■ TASK ITEM ■
Nothing in the data may be changed; retype all of it.

■ DATA TO PROCESS ■
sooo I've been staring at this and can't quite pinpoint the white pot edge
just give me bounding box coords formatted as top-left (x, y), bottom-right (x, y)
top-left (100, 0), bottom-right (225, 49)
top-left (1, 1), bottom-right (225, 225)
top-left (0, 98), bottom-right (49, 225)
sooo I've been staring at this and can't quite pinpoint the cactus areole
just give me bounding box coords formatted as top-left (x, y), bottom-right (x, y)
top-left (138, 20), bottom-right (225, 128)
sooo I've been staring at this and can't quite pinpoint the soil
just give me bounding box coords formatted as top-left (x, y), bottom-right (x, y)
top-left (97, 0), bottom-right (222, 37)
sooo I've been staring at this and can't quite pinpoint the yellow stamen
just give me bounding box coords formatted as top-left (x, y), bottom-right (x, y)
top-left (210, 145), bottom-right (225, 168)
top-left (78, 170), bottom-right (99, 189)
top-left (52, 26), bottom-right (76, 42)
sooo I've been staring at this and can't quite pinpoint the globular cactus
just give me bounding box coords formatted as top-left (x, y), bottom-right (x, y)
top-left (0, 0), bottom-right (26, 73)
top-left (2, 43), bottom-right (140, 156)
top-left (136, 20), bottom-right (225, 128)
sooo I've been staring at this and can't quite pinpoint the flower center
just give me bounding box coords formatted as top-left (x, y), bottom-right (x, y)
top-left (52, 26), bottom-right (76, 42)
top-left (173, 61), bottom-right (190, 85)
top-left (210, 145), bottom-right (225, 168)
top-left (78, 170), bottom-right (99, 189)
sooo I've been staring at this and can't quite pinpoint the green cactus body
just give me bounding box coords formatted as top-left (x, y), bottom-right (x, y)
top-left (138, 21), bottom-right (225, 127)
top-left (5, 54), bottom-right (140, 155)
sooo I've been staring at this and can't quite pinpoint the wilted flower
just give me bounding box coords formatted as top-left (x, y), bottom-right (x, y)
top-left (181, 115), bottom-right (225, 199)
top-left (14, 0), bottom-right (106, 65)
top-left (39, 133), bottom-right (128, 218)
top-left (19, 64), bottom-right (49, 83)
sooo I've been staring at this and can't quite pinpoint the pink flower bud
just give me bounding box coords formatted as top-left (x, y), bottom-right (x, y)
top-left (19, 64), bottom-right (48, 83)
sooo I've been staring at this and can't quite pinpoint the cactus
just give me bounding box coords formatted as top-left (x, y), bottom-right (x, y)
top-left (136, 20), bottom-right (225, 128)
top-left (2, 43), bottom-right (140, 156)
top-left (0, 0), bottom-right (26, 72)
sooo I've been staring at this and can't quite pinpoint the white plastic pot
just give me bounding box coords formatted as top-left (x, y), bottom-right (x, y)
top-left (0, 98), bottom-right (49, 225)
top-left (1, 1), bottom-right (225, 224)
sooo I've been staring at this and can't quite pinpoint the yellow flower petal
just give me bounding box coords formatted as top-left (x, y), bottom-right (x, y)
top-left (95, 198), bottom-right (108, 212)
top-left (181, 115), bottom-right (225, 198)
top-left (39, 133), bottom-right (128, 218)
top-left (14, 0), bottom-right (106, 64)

■ ANSWER FOR THE TASK ■
sooo I've been staring at this and can't quite pinpoint the white pot edge
just give me bounding box coords formatted as top-left (x, y), bottom-right (x, y)
top-left (100, 0), bottom-right (225, 49)
top-left (1, 1), bottom-right (225, 225)
top-left (0, 98), bottom-right (49, 225)
sooo I've been staring at this and can't quite pinpoint the cactus areole
just give me bounding box coords formatted as top-left (x, y), bottom-right (x, y)
top-left (138, 20), bottom-right (225, 128)
sooo I've been staring at this and can't quite pinpoint the soil
just give me bounding box coords formatted as top-left (x, y), bottom-right (x, y)
top-left (97, 0), bottom-right (222, 37)
sooo I've been staring at this and can't quite pinpoint the yellow stamen
just give me bounding box coords formatted as top-left (x, y), bottom-right (x, y)
top-left (210, 145), bottom-right (225, 168)
top-left (78, 170), bottom-right (99, 189)
top-left (52, 26), bottom-right (76, 42)
sooo I've been staring at this and can't quite pinpoint the globular cactus
just give me bounding box coords formatted as top-left (x, y), bottom-right (x, y)
top-left (0, 0), bottom-right (26, 73)
top-left (2, 43), bottom-right (140, 156)
top-left (136, 20), bottom-right (225, 128)
sooo I've been staring at this and can't quite pinpoint the flower center
just give me bounding box coords formatted as top-left (x, y), bottom-right (x, y)
top-left (52, 26), bottom-right (76, 42)
top-left (173, 61), bottom-right (190, 85)
top-left (210, 145), bottom-right (225, 168)
top-left (78, 170), bottom-right (99, 189)
sooo I've been staring at this and can't quite pinpoint the green cactus body
just give me bounding box coords formatted as top-left (x, y), bottom-right (x, y)
top-left (138, 21), bottom-right (225, 127)
top-left (5, 54), bottom-right (140, 155)
sooo I've been staring at this and can't quite pinpoint the wilted flower
just give me bounding box coords formatted as top-left (x, y), bottom-right (x, y)
top-left (181, 115), bottom-right (225, 199)
top-left (14, 0), bottom-right (106, 65)
top-left (39, 133), bottom-right (128, 218)
top-left (19, 64), bottom-right (49, 83)
sooo I've been staring at this and can't quite pinpoint the pink flower bud
just give me bounding box coords formatted as top-left (x, y), bottom-right (x, y)
top-left (19, 64), bottom-right (48, 83)
sooo I've been staring at this and can't quite pinpoint the cactus
just give me bounding box coords formatted as top-left (x, y), bottom-right (x, y)
top-left (136, 20), bottom-right (225, 128)
top-left (2, 43), bottom-right (140, 156)
top-left (0, 0), bottom-right (26, 72)
sooo I've been staring at this and can't quite pinpoint the white plastic pot
just give me bounding box coords formatted as top-left (x, y), bottom-right (x, y)
top-left (0, 98), bottom-right (49, 225)
top-left (1, 1), bottom-right (225, 224)
sooo I've been staring at this and can't quite pinpoint the yellow flower petal
just give me bounding box coords formatted as top-left (x, y), bottom-right (x, y)
top-left (95, 198), bottom-right (108, 212)
top-left (181, 115), bottom-right (225, 198)
top-left (39, 133), bottom-right (128, 218)
top-left (14, 0), bottom-right (106, 64)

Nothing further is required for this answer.